Belge alıntısı
# # # # # # #

Hayatımdaki yanılsamalardan biridir ; benim tanıdığım sevdiğim yazar ve şairleri herkesin tanıyor ve seviyor olduğunu sanmak Öyle de olsun istiyorum.
Çağdaş şiirimizin en önemli kadın şairlerinden Birhan Keskin’in şiir kozmosundaki diline yansıyan duygusu benim şiir mozaiğimin yapıtaşlarından biri olmuştur. Onun kadar cüretkâr bir kadın şair daha var mı ?diye sormuyorum bile . Çoğu şair şiirini Halk şiiri ve Divan şiirinin zenginliğinin üzerine harf harf dizmiştir ve kendi öz şiirini ancak bu şekilde kurabilmiştir. Ben Halk şiirinin ve tasavvuf şiirinin parmak izini şiirlerine bu kadar ustalıkla işleyen bir kadın şair okumadım.
Her iki şiirin de ortak söylemi olan “aşk” kavramını Birhan Keskin’in şiirinde tanımak ,irdelemek gerek ve Kadınlar Günü’ne dair bütün kadınların içinde kök salan o duyguyla “aşk”…
Aşkı bir ideoloji sayan Birhan Keskin’ in aşkı , Yunus Emre’nin aşkı ilim sayması kadar gerçektir . İnsanın iki aklı yok mudur zaten ? Biri kafada biri kalptedir. Kalbin aklına kulak veren yolunu bilir ve dermanı bulur . Yaşar Kemal ‘in bir sözünü de hatırlatmak da gerek iki cümle arasında “ Şairin kalbi aklında ,aklı gözlerindedir .”
Şair ve okur arasındaki ilişkiye baktığımda Birhan Keskin’in okurları ile böylesi uzlaşımsal bir noktada bulunması bende hayranlık uyandırmıştır çoğu zaman .
“Sen yanmak gör , ben kendimi kül ettim…” Gülümsedim biraz ! Ütü başında yanan ,ocak başında yanan, çocuk başında yanan ,yandıkça yanan kadınları düşündükçe. Bir sözleşme imzalamamız gerek .

# # # # # # #

Kayıtlı veriler
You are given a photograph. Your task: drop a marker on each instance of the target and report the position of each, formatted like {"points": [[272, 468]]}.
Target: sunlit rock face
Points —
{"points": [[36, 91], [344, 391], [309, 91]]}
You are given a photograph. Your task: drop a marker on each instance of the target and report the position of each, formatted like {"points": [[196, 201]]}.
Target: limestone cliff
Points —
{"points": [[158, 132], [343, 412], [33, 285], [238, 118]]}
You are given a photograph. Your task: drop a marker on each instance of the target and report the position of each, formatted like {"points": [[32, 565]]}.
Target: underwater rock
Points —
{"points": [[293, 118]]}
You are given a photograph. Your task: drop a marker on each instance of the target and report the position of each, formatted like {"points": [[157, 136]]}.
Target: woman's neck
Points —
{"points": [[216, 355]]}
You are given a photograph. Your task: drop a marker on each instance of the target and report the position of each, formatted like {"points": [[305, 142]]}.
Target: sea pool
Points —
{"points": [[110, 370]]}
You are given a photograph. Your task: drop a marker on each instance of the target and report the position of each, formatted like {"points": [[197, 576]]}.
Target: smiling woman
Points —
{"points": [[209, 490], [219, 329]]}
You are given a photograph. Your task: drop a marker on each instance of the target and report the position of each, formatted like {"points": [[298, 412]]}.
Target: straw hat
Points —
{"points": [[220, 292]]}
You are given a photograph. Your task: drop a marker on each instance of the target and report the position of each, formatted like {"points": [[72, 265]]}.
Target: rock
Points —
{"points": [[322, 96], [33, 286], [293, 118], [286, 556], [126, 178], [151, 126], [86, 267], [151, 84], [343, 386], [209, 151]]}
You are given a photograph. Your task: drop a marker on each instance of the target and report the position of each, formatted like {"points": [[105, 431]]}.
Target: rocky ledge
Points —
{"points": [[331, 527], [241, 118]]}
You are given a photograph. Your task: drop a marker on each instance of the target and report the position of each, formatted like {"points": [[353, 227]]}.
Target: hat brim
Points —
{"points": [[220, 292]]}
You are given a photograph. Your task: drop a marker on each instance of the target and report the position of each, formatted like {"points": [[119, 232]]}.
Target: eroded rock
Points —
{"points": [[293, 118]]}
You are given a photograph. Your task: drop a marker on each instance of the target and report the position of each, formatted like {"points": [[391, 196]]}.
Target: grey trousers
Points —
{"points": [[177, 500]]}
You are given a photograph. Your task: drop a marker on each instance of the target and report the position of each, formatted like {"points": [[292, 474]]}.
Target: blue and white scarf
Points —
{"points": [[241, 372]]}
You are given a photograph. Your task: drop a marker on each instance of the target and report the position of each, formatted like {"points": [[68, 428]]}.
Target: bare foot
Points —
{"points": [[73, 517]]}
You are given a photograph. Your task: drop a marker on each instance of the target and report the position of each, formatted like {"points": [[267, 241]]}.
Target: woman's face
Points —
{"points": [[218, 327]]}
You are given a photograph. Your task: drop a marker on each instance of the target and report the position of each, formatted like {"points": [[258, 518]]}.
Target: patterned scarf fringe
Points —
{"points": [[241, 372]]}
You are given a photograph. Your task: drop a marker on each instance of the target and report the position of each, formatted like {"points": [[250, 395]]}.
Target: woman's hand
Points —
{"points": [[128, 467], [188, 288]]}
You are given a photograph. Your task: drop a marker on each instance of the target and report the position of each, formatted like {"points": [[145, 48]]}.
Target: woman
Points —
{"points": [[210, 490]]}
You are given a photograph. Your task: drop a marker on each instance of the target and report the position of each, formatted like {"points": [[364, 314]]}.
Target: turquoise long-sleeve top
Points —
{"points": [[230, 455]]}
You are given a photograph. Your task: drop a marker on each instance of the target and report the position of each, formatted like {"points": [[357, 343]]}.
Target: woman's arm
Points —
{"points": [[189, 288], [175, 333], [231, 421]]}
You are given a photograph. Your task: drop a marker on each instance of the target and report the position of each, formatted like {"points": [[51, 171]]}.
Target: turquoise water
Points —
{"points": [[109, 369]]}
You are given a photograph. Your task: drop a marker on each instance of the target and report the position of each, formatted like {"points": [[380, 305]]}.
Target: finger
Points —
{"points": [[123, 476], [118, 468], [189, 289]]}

# # # # # # #

Yazılı talep
Birhan Keskin'in şiirine dair metni baştan sona, hiçbir değişiklik yapmadan yeniden yazın. Yalnızca metni kullanın.

Yazılı yanıt
Hayatımdaki yanılsamalardan biridir ; benim tanıdığım sevdiğim yazar ve şairleri herkesin tanıyor ve seviyor olduğunu sanmak Öyle de olsun istiyorum.
Çağdaş şiirimizin en önemli kadın şairlerinden Birhan Keskin’in şiir kozmosundaki diline yansıyan duygusu benim şiir mozaiğimin yapıtaşlarından biri olmuştur. Onun kadar cüretkâr bir kadın şair daha var mı ?diye sormuyorum bile . Çoğu şair şiirini Halk şiiri ve Divan şiirinin zenginliğinin üzerine harf harf dizmiştir ve kendi öz şiirini ancak bu şekilde kurabilmiştir. Ben Halk şiirinin ve tasavvuf şiirinin parmak izini şiirlerine bu kadar ustalıkla işleyen bir kadın şair okumadım.
Her iki şiirin de ortak söylemi olan “aşk” kavramını Birhan Keskin’in şiirinde tanımak ,irdelemek gerek ve Kadınlar Günü’ne dair bütün kadınların içinde kök salan o duyguyla “aşk”…
Aşkı bir ideoloji sayan Birhan Keskin’ in aşkı , Yunus Emre’nin aşkı ilim sayması kadar gerçektir . İnsanın iki aklı yok mudur zaten ? Biri kafada biri kalptedir. Kalbin aklına kulak veren yolunu bilir ve dermanı bulur . Yaşar Kemal ‘in bir sözünü de hatırlatmak da gerek iki cümle arasında “ Şairin kalbi aklında ,aklı gözlerindedir .”
Şair ve okur arasındaki ilişkiye baktığımda Birhan Keskin’in okurları ile böylesi uzlaşımsal bir noktada bulunması bende hayranlık uyandırmıştır çoğu zaman .
“Sen yanmak gör , ben kendimi kül ettim…” Gülümsedim biraz ! Ütü başında yanan ,ocak başında yanan, çocuk başında yanan ,yandıkça yanan kadınları düşündükçe. Bir sözleşme imzalamamız gerek .